Everything from the line holding "of the hillside" through the last line below must be repeated exactly, and nothing else.

----------------------------------------

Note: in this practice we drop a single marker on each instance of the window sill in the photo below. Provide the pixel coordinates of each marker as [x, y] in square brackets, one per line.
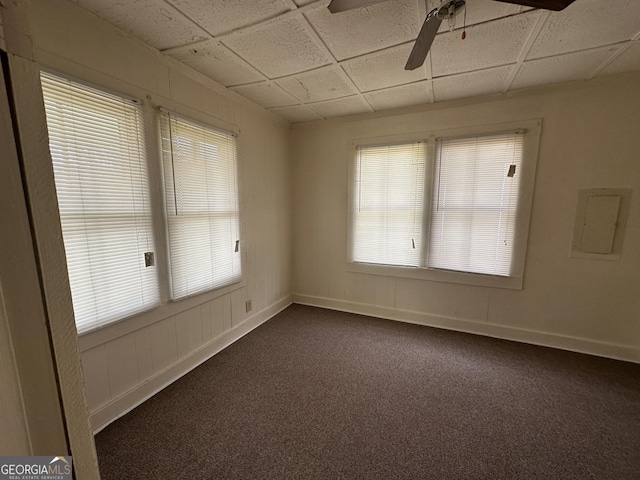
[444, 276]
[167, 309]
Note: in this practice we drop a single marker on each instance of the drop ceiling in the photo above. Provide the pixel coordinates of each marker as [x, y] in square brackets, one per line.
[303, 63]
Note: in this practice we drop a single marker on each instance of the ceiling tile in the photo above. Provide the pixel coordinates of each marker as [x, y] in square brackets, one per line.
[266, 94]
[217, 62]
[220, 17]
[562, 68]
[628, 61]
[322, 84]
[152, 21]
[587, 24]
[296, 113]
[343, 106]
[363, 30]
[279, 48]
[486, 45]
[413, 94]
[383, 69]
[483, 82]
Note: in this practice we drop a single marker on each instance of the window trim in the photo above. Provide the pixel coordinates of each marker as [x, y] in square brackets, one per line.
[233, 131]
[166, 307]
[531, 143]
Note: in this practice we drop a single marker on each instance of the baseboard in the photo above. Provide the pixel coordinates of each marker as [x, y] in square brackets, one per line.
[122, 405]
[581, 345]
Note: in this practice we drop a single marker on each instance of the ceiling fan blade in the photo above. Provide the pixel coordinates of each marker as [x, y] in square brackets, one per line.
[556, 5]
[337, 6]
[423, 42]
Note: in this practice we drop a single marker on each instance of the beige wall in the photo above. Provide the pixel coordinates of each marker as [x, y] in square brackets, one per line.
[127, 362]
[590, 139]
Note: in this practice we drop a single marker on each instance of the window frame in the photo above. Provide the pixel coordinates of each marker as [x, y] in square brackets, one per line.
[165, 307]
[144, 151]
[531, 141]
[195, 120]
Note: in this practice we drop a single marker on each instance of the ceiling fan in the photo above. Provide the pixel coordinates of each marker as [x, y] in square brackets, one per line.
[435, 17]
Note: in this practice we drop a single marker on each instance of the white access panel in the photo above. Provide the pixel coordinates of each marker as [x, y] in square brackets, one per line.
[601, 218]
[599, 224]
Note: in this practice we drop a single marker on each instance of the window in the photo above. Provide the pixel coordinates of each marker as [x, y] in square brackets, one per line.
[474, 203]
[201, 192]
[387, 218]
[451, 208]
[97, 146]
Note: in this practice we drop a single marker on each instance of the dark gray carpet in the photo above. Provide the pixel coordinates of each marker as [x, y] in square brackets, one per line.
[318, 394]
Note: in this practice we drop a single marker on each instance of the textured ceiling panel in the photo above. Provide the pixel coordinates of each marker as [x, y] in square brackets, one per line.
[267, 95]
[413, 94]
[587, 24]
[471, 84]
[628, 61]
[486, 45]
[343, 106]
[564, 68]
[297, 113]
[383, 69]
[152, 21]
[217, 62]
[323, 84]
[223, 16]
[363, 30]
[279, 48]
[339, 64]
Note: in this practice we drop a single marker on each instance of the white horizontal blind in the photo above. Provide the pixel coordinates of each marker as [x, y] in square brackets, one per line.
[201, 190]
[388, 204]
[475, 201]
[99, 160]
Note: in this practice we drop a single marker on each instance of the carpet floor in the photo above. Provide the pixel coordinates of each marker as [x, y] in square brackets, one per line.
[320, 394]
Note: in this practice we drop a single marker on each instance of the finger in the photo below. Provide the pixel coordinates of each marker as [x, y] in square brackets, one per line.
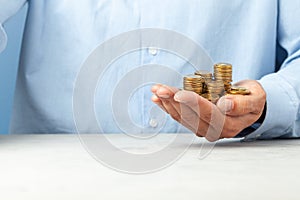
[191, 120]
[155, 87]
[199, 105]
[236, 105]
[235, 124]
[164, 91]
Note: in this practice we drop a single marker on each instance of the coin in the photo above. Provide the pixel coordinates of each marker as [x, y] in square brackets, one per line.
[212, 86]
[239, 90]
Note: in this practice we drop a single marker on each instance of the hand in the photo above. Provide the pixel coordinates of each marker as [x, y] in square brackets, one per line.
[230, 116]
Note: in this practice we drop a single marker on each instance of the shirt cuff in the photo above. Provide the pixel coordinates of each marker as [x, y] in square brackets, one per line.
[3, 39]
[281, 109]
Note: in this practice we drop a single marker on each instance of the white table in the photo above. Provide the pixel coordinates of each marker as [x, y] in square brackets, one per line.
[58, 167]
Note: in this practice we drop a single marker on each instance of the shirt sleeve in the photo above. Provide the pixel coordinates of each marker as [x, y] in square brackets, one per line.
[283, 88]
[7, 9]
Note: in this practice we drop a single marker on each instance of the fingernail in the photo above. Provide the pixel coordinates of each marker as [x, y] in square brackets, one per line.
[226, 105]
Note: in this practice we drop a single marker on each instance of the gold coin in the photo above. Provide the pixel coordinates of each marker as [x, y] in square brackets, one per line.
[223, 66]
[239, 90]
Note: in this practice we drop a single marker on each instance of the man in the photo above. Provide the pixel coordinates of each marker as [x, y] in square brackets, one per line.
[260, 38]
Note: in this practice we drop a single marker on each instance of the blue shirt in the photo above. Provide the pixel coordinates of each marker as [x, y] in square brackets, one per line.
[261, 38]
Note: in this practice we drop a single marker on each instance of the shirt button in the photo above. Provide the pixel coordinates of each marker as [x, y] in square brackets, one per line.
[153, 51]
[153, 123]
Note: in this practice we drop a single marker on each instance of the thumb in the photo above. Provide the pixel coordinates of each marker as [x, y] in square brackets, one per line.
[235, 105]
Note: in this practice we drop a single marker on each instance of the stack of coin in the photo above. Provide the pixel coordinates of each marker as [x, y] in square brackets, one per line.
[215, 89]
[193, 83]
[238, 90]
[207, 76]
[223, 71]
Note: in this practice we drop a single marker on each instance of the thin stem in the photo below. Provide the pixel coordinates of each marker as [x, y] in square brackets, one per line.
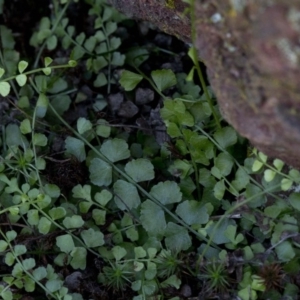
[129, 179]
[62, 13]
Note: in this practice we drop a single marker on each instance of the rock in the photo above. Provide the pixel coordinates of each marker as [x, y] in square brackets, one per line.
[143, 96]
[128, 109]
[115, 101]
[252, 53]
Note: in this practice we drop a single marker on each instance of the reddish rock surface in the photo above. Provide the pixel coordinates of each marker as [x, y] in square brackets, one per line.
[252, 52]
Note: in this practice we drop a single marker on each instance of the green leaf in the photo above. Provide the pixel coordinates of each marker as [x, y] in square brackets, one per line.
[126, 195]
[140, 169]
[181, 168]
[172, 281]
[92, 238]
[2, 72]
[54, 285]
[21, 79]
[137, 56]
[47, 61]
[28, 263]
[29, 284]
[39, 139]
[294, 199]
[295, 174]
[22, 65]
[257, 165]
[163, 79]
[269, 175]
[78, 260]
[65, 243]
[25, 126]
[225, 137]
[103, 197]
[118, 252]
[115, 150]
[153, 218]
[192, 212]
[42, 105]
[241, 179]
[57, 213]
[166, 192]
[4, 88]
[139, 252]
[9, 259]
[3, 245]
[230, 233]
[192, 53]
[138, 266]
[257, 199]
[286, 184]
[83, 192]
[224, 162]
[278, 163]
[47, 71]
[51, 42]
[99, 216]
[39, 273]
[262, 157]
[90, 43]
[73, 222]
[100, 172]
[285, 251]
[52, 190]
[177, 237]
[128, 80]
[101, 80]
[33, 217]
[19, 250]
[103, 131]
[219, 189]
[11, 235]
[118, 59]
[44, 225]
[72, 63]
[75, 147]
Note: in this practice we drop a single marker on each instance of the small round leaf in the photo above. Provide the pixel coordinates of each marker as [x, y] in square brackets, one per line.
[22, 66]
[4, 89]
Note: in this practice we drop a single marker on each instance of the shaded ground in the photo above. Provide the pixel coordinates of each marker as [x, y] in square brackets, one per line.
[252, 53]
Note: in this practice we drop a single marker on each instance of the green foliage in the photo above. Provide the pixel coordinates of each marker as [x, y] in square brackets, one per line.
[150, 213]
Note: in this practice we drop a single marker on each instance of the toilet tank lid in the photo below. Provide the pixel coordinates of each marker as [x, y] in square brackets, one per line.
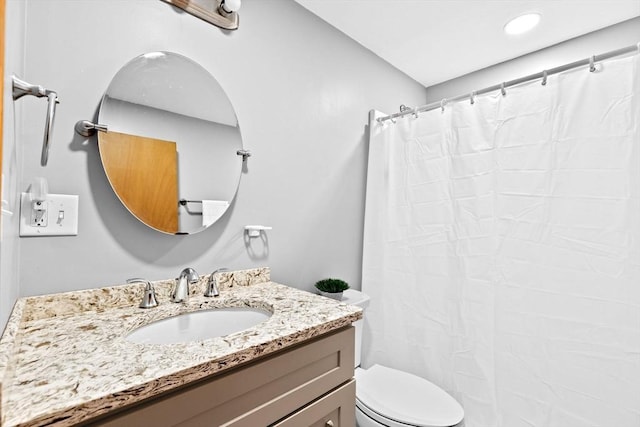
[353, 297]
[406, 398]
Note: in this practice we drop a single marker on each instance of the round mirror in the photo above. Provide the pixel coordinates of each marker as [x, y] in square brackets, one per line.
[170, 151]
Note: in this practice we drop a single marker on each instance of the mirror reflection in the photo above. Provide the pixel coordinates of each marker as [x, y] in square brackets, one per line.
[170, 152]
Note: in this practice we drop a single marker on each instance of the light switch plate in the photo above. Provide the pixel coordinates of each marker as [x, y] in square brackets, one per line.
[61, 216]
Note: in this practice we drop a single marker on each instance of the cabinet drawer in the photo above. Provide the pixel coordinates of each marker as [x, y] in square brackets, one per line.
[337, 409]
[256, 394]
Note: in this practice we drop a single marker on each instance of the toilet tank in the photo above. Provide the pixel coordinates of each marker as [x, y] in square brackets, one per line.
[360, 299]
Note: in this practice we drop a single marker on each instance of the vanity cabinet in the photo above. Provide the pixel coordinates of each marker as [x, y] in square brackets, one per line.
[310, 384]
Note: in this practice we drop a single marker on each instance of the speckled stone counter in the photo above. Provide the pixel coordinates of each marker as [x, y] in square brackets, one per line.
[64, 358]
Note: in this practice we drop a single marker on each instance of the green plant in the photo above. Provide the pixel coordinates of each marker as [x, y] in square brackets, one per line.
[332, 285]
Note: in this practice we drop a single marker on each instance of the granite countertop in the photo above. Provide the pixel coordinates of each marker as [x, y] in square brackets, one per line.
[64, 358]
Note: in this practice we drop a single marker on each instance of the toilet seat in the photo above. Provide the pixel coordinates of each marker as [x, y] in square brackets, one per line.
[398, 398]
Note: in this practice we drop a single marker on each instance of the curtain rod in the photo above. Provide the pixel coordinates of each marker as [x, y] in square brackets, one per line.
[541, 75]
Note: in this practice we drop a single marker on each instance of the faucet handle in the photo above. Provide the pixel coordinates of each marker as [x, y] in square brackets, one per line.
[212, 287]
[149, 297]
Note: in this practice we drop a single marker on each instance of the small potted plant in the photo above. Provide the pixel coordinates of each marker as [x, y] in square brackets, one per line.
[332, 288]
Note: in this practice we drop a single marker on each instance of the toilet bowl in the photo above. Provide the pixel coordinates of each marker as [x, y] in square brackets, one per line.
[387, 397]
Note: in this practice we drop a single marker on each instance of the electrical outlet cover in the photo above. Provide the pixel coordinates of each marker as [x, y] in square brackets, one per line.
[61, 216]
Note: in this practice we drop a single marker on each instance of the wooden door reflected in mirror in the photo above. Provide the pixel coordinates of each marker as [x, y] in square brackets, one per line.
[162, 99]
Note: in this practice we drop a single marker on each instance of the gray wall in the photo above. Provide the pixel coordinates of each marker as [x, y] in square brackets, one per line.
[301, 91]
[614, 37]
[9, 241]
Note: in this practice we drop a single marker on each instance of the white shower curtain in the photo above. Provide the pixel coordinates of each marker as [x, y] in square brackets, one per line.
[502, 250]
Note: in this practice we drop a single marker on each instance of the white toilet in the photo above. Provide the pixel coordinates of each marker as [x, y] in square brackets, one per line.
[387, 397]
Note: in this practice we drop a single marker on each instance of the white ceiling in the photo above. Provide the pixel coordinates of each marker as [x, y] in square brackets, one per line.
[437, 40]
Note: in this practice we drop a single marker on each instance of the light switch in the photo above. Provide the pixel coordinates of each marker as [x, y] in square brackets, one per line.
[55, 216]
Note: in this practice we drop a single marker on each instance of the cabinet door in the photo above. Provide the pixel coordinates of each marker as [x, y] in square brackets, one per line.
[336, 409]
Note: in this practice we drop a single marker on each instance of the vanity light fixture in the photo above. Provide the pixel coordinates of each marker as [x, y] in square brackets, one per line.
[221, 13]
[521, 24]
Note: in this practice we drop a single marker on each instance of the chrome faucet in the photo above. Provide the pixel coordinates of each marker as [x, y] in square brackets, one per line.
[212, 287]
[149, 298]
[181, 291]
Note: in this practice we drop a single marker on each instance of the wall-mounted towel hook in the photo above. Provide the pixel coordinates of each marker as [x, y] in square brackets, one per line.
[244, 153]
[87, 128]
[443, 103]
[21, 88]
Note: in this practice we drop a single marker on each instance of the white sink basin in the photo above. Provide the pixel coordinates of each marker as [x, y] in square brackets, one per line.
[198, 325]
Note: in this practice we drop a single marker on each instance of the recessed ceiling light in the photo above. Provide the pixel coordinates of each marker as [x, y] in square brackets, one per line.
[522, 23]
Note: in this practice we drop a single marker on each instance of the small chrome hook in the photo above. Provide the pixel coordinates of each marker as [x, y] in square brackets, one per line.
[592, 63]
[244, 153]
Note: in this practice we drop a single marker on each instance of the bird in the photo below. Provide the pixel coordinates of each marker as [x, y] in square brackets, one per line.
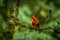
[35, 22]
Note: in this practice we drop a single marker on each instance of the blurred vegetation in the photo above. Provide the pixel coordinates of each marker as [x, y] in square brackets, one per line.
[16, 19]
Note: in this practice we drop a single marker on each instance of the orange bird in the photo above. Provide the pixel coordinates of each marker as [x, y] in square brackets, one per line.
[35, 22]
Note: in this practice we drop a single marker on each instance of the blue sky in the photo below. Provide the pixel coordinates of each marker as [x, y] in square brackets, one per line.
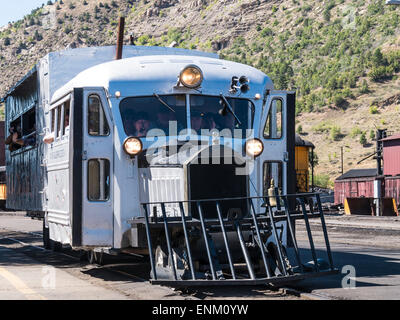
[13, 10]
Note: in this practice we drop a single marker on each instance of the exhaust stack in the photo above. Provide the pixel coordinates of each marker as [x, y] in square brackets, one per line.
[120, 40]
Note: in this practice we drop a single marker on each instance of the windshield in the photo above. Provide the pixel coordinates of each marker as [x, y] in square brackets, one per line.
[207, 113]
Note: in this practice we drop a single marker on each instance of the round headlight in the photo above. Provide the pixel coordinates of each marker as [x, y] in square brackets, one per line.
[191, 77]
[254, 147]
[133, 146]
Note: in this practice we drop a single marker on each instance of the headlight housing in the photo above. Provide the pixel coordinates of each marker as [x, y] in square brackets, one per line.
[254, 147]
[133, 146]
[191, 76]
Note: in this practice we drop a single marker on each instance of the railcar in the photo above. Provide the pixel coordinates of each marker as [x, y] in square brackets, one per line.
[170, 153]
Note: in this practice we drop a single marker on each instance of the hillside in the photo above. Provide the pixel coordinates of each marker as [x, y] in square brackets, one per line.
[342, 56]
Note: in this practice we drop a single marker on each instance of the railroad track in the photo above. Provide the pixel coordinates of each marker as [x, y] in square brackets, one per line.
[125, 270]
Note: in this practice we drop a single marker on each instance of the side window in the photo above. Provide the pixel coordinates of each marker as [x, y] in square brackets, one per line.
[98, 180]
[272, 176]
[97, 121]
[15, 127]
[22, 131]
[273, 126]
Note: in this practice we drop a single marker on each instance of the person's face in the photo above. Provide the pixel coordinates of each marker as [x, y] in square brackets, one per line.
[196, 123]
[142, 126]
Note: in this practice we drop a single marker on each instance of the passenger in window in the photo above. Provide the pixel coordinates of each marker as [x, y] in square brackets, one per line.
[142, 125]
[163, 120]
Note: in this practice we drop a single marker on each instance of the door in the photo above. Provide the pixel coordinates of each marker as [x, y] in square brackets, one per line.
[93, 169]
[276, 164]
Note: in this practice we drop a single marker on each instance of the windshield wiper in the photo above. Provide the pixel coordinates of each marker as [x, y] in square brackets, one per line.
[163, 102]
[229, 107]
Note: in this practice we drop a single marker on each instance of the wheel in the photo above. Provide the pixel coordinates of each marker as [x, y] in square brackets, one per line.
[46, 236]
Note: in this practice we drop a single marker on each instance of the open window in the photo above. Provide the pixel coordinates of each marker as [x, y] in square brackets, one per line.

----------------------------------------

:: COMPLETE ANSWER ::
Note: in this practice we drop a single marker on each instance of the hillside in the photo above. Provide the pixel coordinates of each marker as [x, y] in square brackets, one per line.
[342, 56]
Note: in this practice we drop a single marker on each instance of the railroad track in the photo above. Provide the pixel coordinates of each marker as [x, y] in square brackets, one per line.
[125, 270]
Note: in this practice we drop a single marker on each instance of the side window in the photo above. Provide the pixel coordinates of each marker as [x, y] in square brackets, one per line.
[98, 180]
[272, 176]
[97, 121]
[15, 127]
[22, 131]
[273, 126]
Note: in this practice we drop a single marker on each instance of the person's face in the photo above. Provide the pixel coordinates of each marker as [x, y] in square brackets, one per line.
[196, 123]
[142, 126]
Note: in this practice we drop a single marker on each instance of the passenger in window in the photo above. Provide the pixel coordinates of each marker as [x, y] in square brackets, one per line.
[142, 125]
[163, 120]
Note: in this practice we drop a single marker on each instance of the door in the photo above. Provide the pixel coordinates of each marker as [x, y] in square brackets, one per line.
[93, 169]
[276, 164]
Note: in this practice we drop a single marker on each instance of the windshield wiper in the photo above. Provide the pixel coordinates of each marker as [x, y] in square brackets, one per line.
[163, 102]
[229, 107]
Note: in this practice we drop a single marker on each instance of the wheel in the photo above. Provide the pixel coordinates of each marker as [x, y] in square brackets, one per line.
[46, 236]
Note: in this practice we drop a single marker on each instance of the open window in the photo above. Provide the pixel coordinates of each marker as [x, y] in square brackets, one per line.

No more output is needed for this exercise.